So, another album that is 20 years old... Maybe I shouldn't be as surprised as I am by all those grey hairs in my beard?
Oh, Bono and the boys... (sigh). Y'all don't make it easy on us, do you? Thirty years of tweaking the dials, sometimes getting them right, quite often getting them very wrong, and, on one or two occasions, hitting brilliance.
About once a decade the band has a nervous breakdown, throws everything out the window, and comes up with something completely different. In the 1980s, after Live Aid, they freaked out, almost broke up, and then decided to do one more album before breaking up.... The Joshua Tree.
At the end of the decade, having reached a point where they felt the hype was completely out of control, they had another breakdown. I remember reading in Rolling Stone that the insane level of hype surrounding the band was brought into sharp focus for them when they realized the Olympic Torch at the LA Colosseum had only been lit, at that point, four times. Twice for the Olympics themselves, once for Pope John Paul II, and... yep... once for U2 on The Joshua Tree tour.
Becoming fascinated by their own hype, coupled with The Edge's new found love of industrial music, the band hit their high point in 1991 with Actung Baby. This album, and the tour that followed, probably single-handedly, in my opinion, changed music as much as the whole grunge thing that was happening at the same time. From the sound, the look, the attitude through to the marketing and to what audiences expect from a live concert... the mainstream was changed by what U2 did in 1991. You must remember, while watching these videos, nothing looked or sounded like this on mainstream radio or TV (MTV was still playing music back then, sometimes) when this came out.
Because of this one album, industrial elements were pushed into mainstream pop music, and the tour? Well, nothing ever, ever had been done like that before. I saw the Zoo TV tour twice, once in Tacoma in its smaller indoor arena version and then, later, in Vancuover B.C. during the Outdoor Broadcast stadium leg of the tour. No video can really capture the sensory overload. It was amazing. This was the first time a band really figured out how to make a performance in these larger venues really work for everyone in the house, not just for those lucky few within the first 25 yards or so of the stage.
But for me, the music was really what hooked me at this point. U2 had been one of my favorite bands since The Unforgettable Fire. But, they were something of an anomaly in my tastes. For the couple years leading into the release of Auctung Baby, like The Edge, I'd been spending a lot of time listening to the Chicago Wax Trax bands (Ministry, KMFDM, My Life With The Thrill Kill Kult), and when I heard the first opening riffs of "The Fly" (first single) and then, later, "Zoo Station" (first album track), well... they just sounded perfect.
Of course, this moment of perfection was short lived. The mocking of their own hype that worked so well at this point in their career was turned up a notch for the follow up album, Pop, and the Popmart tour. Turned all the way up, too far, to eleven. It no longer felt like they were making fun of themselves and the media, but actually taking themselves too seriously again. Plus, the album sucked. Bad.
They've been up and down ever since. But for a brief ride in 1991 and 1992, they had it all nailed down into perfection.

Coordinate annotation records
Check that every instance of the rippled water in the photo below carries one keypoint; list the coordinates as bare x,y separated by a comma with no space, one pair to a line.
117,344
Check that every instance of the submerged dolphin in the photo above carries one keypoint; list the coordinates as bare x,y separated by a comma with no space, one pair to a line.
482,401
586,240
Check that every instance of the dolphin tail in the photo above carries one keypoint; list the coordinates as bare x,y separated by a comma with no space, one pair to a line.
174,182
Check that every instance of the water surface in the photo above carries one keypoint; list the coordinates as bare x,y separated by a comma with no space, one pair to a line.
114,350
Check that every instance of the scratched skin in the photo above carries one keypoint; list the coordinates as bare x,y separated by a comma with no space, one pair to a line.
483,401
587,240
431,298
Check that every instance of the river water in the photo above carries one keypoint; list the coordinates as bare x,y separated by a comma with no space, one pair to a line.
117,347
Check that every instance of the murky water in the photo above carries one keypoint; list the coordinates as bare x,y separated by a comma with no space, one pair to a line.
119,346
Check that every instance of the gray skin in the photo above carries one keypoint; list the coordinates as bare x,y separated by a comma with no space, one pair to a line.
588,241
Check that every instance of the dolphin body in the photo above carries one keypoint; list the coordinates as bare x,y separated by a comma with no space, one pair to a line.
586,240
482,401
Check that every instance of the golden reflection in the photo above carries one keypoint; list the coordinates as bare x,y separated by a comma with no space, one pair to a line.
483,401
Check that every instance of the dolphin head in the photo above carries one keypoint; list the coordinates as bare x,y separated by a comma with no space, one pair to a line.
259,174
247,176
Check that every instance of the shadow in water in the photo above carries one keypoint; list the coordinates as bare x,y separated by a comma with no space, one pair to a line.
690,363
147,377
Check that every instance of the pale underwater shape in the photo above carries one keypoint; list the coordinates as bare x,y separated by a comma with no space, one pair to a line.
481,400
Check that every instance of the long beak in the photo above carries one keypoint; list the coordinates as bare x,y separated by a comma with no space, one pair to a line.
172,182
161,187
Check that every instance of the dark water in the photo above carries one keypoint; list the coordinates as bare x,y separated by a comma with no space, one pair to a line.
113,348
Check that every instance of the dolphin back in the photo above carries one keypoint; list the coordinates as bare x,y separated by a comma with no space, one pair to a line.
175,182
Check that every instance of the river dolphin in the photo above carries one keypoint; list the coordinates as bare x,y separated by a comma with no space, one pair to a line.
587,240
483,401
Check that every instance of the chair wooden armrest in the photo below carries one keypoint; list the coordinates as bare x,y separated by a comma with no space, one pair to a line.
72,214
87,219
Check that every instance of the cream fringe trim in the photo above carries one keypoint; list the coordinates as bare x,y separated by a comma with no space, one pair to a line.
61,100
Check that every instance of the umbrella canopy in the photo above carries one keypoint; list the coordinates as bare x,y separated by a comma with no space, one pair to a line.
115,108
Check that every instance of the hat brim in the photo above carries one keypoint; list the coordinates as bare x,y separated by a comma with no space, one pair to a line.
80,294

Your task
Answer these questions using the post about U2.
(a) How many times had the Olympic Torch at the LA Colosseum been lit at that point?
(b) Which song does the post name as the first single?
(c) What was the follow-up album called?

Answer for this exercise
(a) Four times.
(b) "The Fly."
(c) Pop.